**ЗАДАНИЯ:**
1. Ответьте по отрывку о мобилизации на три вопроса:
(a) Какого числа Австро-Венгрия объявила войну Сербии?
(b) Где генералы Янушкевич и Сухомлинов были на докладе у Николая II?
(c) Какой день телеграмма Янушкевича называла первым днем общей мобилизации?
2. Соответствуют ли отрывку о мобилизации эти утверждения? Ответьте «да» или «нет» и приведите решающие слова отрывка.
(a) Во время Русско-японской войны частичная мобилизация расстроила всеобщую.
(b) Во время Боснийского кризиса русские войска сосредотачивались в Варшавском военном округе.
(c) Янушкевич отправил телеграмму командующим округами после подписания указов.
3. Продолжите отрывок о мобилизации после его последнего предложения.

**ФРАГМЕНТ ТЕКСТА:**

- - -

15 июля Австро-Венгрия объявила войну Сербии. На следующее утро генералы Янушкевич и Сухомлинов были на докладе у Николая II в Петергофе. Янушкевич, желавший объявления всеобщей мобилизации, расписывал царю невыгоды и недостатки частичной мобилизации. Дело в том, что еще во время Русско-японской войны 1904–1905 гг. частичная мобилизация совершенно расстроила всеобщую и подорвала качество войск. С тех пор каждый разрабатываемый в Генеральном штабе вариант мобилизации подразумевал всеобщую мобилизацию. К тому были объективные причины. Во-первых, к этому вынуждало состояние железных дорог: во время Боснийского кризиса Варшавский и Виленский военные округа оказались беззащитными перед возможным германским вторжением, так как русские войска сосредотачивались в Киевском военном округе. Даже в случае мобилизации против Австрии железные дороги переходили на графики общей мобилизации, срывая сосредоточение на германской границе. Во-вторых, Российская империя все равно готовилась воевать со всем Тройственным союзом, и вряд ли был возможен такой вариант развития событий, что Германия оставит Австро-Венгрию один на один с Россией, что грозило Двуединой монархии неизбежным крушением582. К тому же приостановление или замена мобилизации являлись невероятно трудной задачей. Планы ее составлялись годами, и расходы по дням исчислялись миллионами рублей.
Николай II, не знавший, по-видимому, о невозможности превратить «на ходу» частичную мобилизацию во всеобщую, выразил недовольство планом и приказал приступить к его переработке. Поздно ночью в Генеральном штабе были составлены проекты двух высочайших указов – один о частичной, другой о всеобщей мобилизации, которые начальник Генерального штаба должен был отвезти на подпись императору в Петергоф. Документально известно, что генерал Янушкевич еще до приема царем и, следовательно, до подписания указов был, видимо, настолько уверен, что ему удастся уговорить царя, что он заранее отправил всем командующим военными округами предваряющую телеграмму: «Сообщается для сведения: семнадцатое июля будет объявлено первым днем общей мобилизации, кроме Приамурья. Объявление последует установленной телеграммой. 1785. Янушкевич»583. Начальник Генерального штаба исходил из того мнения, что 16 июля царю будет доложена сложившаяся обстановка, в результате которой он утвердит предложения военного министра об общей мобилизации.

- - -

**ИСХОДНЫЙ СПИСОК:**
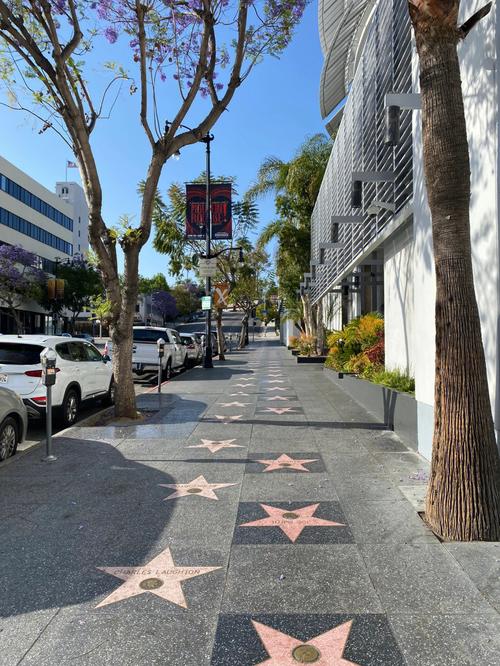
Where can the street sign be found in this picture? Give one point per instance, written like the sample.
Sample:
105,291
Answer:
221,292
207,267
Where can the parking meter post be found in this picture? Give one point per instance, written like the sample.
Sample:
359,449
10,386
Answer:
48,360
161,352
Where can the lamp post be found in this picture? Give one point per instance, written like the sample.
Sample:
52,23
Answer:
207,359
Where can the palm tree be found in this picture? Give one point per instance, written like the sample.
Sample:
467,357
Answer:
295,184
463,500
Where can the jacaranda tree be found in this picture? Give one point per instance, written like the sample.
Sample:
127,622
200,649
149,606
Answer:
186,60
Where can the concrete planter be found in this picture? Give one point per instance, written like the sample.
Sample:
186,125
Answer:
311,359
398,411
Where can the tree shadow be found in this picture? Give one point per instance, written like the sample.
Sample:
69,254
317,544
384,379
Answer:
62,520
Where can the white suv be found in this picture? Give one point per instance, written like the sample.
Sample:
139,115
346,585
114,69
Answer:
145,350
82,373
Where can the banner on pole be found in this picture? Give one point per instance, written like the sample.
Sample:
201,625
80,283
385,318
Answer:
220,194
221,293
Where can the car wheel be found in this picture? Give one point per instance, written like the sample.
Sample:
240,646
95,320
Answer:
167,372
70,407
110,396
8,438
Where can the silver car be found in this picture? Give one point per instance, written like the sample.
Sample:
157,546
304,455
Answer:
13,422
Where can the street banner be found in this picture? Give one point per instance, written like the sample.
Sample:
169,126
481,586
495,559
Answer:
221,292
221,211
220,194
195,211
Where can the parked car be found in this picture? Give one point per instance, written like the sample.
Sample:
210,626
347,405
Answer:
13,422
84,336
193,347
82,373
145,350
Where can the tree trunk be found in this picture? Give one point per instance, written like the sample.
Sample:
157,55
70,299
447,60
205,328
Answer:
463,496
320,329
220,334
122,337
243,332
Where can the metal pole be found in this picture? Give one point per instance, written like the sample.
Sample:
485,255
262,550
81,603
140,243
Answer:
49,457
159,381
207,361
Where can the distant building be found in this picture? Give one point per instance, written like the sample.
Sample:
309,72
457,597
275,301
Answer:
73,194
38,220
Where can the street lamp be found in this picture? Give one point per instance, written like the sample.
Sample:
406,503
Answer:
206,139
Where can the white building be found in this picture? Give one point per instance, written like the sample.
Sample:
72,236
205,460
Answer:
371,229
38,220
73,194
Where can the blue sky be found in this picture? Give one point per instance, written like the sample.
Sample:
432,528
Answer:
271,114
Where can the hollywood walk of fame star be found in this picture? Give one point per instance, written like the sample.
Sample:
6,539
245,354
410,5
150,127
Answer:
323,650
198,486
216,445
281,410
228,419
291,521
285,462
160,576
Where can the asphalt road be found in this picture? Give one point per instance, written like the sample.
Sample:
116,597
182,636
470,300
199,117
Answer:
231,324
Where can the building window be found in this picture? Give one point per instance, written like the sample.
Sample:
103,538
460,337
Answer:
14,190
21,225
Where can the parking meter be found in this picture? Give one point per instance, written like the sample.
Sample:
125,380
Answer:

- - -

**ОТВЕТЫ:**
1.
(a) 15 июля.
(b) В Петергофе.
(c) Семнадцатое июля (кроме Приамурья).

2.
(a) Да: «частичная мобилизация совершенно расстроила всеобщую и подорвала качество войск».
(b) Нет: «русские войска сосредотачивались в Киевском военном округе».
(c) Нет: «еще до приема царем и, следовательно, до подписания указов».

3.
Как сообщал бывший начальник мобилизационного отдела ГУГШ генерал-лейтенант С.К. Добророльский, Николай II, подписав сразу оба указа – и о частичной и о всеобщей мобилизации, поручил Янушкевичу посоветоваться с Сазоновым и опубликовать тот, который сочтет необходимым министр584. Нет сомнения, что в этот день война «висела на волоске», так как пришло известие о бомбардировке Белграда австрийцами. На спешном совещании с Сухомлиновым и Янушкевичем оба министра и начальник Генерального штаба пришли к заключению, что «ввиду малого вероятия избежать войны с Германией, необходимо своевременно всячески подготовиться к таковой, а потому нельзя рисковать задержать общую мобилизацию впоследствии, путем выполнения ныне мобилизации частичной. Заключение совещания было тут же доложено по телефону государю императору, который изъявил согласие на отдачу соответствующих распоряжений. Известие об этом было встречено с восторгом тесным кругом лиц, которые были посвящены в дело. Тотчас были отправлены телеграммы в Париж и Лондон для предупреждения правительств о состоявшемся решении»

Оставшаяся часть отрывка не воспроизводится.